◆ WHAT NEEDS TO BE DONE:
Please convert every entry below into a two-column CSV with the columns input and output, one row per entry, putting the entry's text under input and its answer under output. Make each field a single quoted value with line breaks replaced by spaces, and leave the pictures out.

Start STORED ROWS

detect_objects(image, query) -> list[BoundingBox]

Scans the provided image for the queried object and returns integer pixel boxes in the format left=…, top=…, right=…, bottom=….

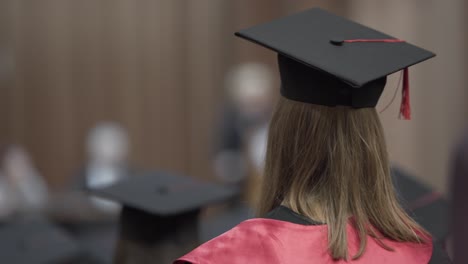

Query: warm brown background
left=0, top=0, right=468, bottom=193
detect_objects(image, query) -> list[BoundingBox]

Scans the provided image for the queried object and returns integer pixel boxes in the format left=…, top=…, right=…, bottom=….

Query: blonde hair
left=258, top=98, right=427, bottom=260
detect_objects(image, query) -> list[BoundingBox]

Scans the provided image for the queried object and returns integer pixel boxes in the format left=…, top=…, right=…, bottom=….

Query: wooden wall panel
left=0, top=0, right=284, bottom=188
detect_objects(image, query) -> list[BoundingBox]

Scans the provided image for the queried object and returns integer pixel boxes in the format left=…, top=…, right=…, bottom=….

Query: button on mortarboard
left=90, top=172, right=236, bottom=243
left=236, top=8, right=435, bottom=108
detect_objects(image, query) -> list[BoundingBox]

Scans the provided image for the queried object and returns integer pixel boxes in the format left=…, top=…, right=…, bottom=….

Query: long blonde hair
left=258, top=97, right=427, bottom=260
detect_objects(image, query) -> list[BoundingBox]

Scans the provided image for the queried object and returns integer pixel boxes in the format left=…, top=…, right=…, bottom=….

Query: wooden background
left=0, top=0, right=468, bottom=192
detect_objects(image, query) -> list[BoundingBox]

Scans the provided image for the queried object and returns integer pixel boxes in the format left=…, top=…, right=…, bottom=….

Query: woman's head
left=259, top=98, right=430, bottom=259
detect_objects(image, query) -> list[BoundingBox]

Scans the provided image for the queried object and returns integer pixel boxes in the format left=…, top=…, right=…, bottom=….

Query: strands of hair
left=258, top=98, right=428, bottom=260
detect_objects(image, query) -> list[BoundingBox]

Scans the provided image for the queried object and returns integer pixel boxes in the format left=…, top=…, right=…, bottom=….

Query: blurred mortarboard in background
left=90, top=172, right=236, bottom=244
left=392, top=168, right=450, bottom=242
left=236, top=8, right=435, bottom=117
left=0, top=219, right=82, bottom=264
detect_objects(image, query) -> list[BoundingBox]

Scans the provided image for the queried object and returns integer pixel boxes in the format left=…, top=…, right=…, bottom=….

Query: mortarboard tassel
left=400, top=68, right=411, bottom=120
left=340, top=39, right=411, bottom=120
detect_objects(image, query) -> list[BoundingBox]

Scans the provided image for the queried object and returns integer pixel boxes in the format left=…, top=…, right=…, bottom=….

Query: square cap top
left=236, top=8, right=435, bottom=88
left=90, top=171, right=235, bottom=217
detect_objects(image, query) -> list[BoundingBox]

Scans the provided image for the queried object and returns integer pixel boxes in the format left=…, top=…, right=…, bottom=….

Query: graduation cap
left=0, top=220, right=82, bottom=264
left=236, top=8, right=435, bottom=119
left=90, top=172, right=235, bottom=244
left=392, top=168, right=450, bottom=242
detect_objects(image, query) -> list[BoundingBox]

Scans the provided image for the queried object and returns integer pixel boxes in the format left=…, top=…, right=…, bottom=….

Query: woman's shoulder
left=174, top=218, right=296, bottom=264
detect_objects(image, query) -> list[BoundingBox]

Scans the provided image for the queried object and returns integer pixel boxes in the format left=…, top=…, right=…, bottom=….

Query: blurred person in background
left=0, top=145, right=48, bottom=217
left=214, top=62, right=274, bottom=206
left=80, top=122, right=130, bottom=211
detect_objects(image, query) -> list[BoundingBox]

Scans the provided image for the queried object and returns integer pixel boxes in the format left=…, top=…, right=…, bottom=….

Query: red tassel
left=400, top=68, right=411, bottom=120
left=338, top=39, right=411, bottom=120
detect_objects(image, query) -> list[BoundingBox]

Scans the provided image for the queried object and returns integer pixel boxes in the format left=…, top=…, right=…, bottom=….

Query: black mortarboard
left=392, top=168, right=450, bottom=242
left=236, top=8, right=435, bottom=117
left=87, top=172, right=235, bottom=244
left=0, top=220, right=81, bottom=264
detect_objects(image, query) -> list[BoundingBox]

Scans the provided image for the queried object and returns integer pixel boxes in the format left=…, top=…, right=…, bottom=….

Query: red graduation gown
left=174, top=218, right=432, bottom=264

End STORED ROWS

◆ ANSWER TO THE PROBLEM:
input,output
"detect_objects(image, query) -> list[BoundingBox] Scans the provided image for the queried object and returns integer pixel boxes in the format left=…, top=…, right=…, bottom=…. Query: warm brown background","left=0, top=0, right=468, bottom=193"
"detect_objects(image, query) -> list[BoundingBox] Scans the provided image for the queried object and returns integer pixel boxes in the format left=…, top=…, right=…, bottom=…. Query: blonde hair","left=258, top=98, right=427, bottom=260"
"detect_objects(image, query) -> list[BoundingBox] Scans the provided image for the queried object and returns integer pixel boxes in the format left=…, top=…, right=…, bottom=…. Query: wooden wall panel","left=0, top=0, right=284, bottom=188"
"detect_objects(image, query) -> list[BoundingBox] Scans the provided image for the queried object and returns integer pixel boxes in the format left=…, top=…, right=…, bottom=…. Query: button on mortarboard","left=90, top=172, right=236, bottom=243 left=236, top=8, right=435, bottom=108"
"detect_objects(image, query) -> list[BoundingBox] Scans the provided image for the queried object and returns integer pixel boxes in the format left=…, top=…, right=…, bottom=…. Query: long blonde hair","left=258, top=97, right=427, bottom=260"
"detect_objects(image, query) -> list[BoundingBox] Scans the provided image for the queried object and returns integer pixel boxes in the format left=…, top=…, right=…, bottom=…. Query: wooden background","left=0, top=0, right=468, bottom=192"
"detect_objects(image, query) -> list[BoundingBox] Scans the provided image for the queried object and returns integer pixel boxes in the format left=…, top=…, right=…, bottom=…. Query: woman's head","left=259, top=98, right=430, bottom=259"
"detect_objects(image, query) -> list[BoundingBox] Scans the provided image for the queried object and returns integer pixel boxes in the format left=…, top=…, right=…, bottom=…. Query: strands of hair","left=258, top=98, right=428, bottom=260"
"detect_objects(image, query) -> list[BoundingBox] Scans the provided image for the queried object and returns integer pixel boxes in the format left=…, top=…, right=…, bottom=…. Query: blurred mortarboard in background","left=90, top=172, right=236, bottom=244 left=392, top=168, right=450, bottom=242 left=236, top=8, right=435, bottom=117 left=0, top=219, right=82, bottom=264"
"detect_objects(image, query) -> list[BoundingBox] Scans the provided image for the queried object and returns integer pixel boxes in the format left=…, top=…, right=…, bottom=…. Query: mortarboard tassel","left=400, top=68, right=411, bottom=120 left=340, top=39, right=411, bottom=120"
"detect_objects(image, query) -> list[BoundingBox] Scans the provided image for the queried object and returns integer pixel boxes in the format left=…, top=…, right=…, bottom=…. Query: square cap top","left=236, top=8, right=435, bottom=88 left=90, top=171, right=235, bottom=217"
"detect_objects(image, query) -> list[BoundingBox] Scans the provided image for the queried object and returns integer pixel boxes in the format left=…, top=…, right=…, bottom=…. Query: graduation cap","left=0, top=220, right=82, bottom=264 left=236, top=8, right=435, bottom=119 left=90, top=172, right=235, bottom=244 left=392, top=168, right=450, bottom=242"
"detect_objects(image, query) -> list[BoundingBox] Scans the provided image for the queried object and returns integer pixel boxes in the format left=…, top=…, right=…, bottom=…. Query: woman's shoulder","left=174, top=218, right=296, bottom=264"
"detect_objects(image, query) -> list[BoundingBox] Scans the provided image for the queried object and returns integer pixel boxes in the format left=…, top=…, right=…, bottom=…. Query: blurred person in background","left=0, top=145, right=48, bottom=217 left=214, top=62, right=274, bottom=206 left=80, top=122, right=130, bottom=211"
"detect_objects(image, query) -> list[BoundingBox] Scans the provided image for the queried object and returns integer pixel boxes in the format left=…, top=…, right=…, bottom=…. Query: red tassel","left=400, top=68, right=411, bottom=120 left=338, top=39, right=411, bottom=120"
"detect_objects(image, query) -> list[BoundingBox] Scans the provided image for the queried object and returns integer pixel boxes in the format left=…, top=…, right=…, bottom=…. Query: black mortarboard","left=392, top=168, right=450, bottom=242 left=236, top=8, right=435, bottom=117 left=87, top=172, right=235, bottom=244 left=0, top=220, right=81, bottom=264"
"detect_objects(image, query) -> list[BoundingBox] Scans the provided image for the queried object and returns integer pixel boxes in the format left=…, top=…, right=…, bottom=…. Query: red graduation gown","left=174, top=218, right=432, bottom=264"